▶ Given task
Output nothing but the lines from the line with "Q: Point out each instance of the person" through the end of the listing below, both ends included.

── Given entries ──

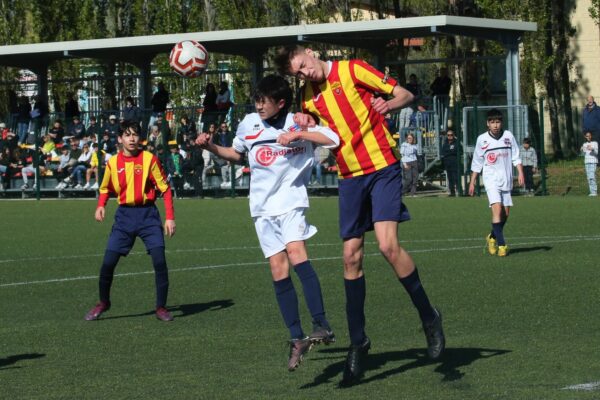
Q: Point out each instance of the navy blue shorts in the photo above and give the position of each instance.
(132, 222)
(371, 198)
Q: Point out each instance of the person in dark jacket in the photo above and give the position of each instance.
(450, 161)
(591, 119)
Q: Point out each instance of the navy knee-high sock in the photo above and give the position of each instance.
(412, 284)
(356, 290)
(497, 228)
(107, 270)
(312, 292)
(161, 275)
(288, 305)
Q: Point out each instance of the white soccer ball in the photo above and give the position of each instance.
(188, 58)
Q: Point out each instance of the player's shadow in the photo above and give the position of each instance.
(448, 366)
(10, 360)
(516, 250)
(184, 310)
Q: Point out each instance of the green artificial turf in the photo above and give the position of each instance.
(520, 327)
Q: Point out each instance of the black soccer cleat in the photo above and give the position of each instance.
(321, 334)
(434, 333)
(355, 363)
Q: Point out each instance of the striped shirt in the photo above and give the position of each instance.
(343, 103)
(135, 180)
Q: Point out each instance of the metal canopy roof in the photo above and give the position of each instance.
(252, 42)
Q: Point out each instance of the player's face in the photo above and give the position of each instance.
(495, 126)
(307, 67)
(130, 140)
(267, 107)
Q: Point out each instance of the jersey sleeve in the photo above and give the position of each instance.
(477, 162)
(325, 131)
(373, 79)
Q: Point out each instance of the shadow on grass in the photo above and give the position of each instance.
(528, 249)
(184, 310)
(448, 366)
(10, 360)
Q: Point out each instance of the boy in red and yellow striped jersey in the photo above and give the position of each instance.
(135, 177)
(347, 96)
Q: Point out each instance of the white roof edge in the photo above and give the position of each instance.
(252, 33)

───

▶ Solution to this problem
Q: Point out each instance of the person in dark jacket in the photo above and give the position of each instance.
(450, 161)
(591, 119)
Q: Point out each instance of the navy knee-high sock in the photo above and give the position of each instance.
(412, 284)
(356, 290)
(497, 228)
(107, 270)
(312, 292)
(161, 275)
(288, 305)
Q: Point out each instance of the white soccer ball in the photo above and give the position of each instance.
(188, 58)
Q: Point out each instance of the player's shadow in the photo above and give the position of each instance.
(448, 366)
(10, 360)
(516, 250)
(184, 310)
Q: Point out each instance of the green artificial turf in the photo above and give the position of each instance.
(520, 327)
Q: Point out each instance of the black soccer cleat in the photo above and give the position of each instance.
(321, 334)
(434, 333)
(355, 363)
Q: Point out each instance of the striped shirt in the photo above and give the position of each instance.
(343, 103)
(135, 180)
Q: Point out each instance of the metal canopy roof in the photo above and give the position of each instance.
(252, 42)
Q: Point out each instance of the player's face in the photo above and give the position of each instance.
(495, 126)
(307, 67)
(130, 140)
(267, 107)
Q: Point out each instance of the jersey sleeve in the photo above and give the position of each instance.
(477, 162)
(325, 131)
(373, 79)
Q: Point out each instance of the shadow on grass in the photo above and give the position of each instance.
(528, 249)
(184, 310)
(448, 366)
(10, 360)
Q: Point out each instance of the boy in red and yellow striped jersey in the photo above and give the position of each instance.
(135, 177)
(347, 96)
Q: Point out each instance of the white roof edge in the photo above and give the position of each instance.
(252, 33)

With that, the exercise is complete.